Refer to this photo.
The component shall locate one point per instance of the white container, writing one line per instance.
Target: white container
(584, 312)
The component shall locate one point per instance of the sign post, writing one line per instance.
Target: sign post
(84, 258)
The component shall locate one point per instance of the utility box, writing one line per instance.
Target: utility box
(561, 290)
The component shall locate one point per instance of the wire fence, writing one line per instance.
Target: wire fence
---
Task to carry out:
Put every line of the records above into a numbered list, leaving out blank lines.

Task output:
1. Refer to this photo.
2. The component shall locate one point per instance of the white container, writing one line per instance.
3. Target: white container
4. (584, 312)
5. The component shall locate one point per instance of the sign post, writing one line per instance.
6. Target: sign post
7. (84, 258)
8. The component shall locate one point per instance of the utility box, writing one line per instance.
9. Target: utility box
10. (561, 290)
11. The component shall locate one point per instance of the wire fence, writing one line per instance.
12. Target: wire fence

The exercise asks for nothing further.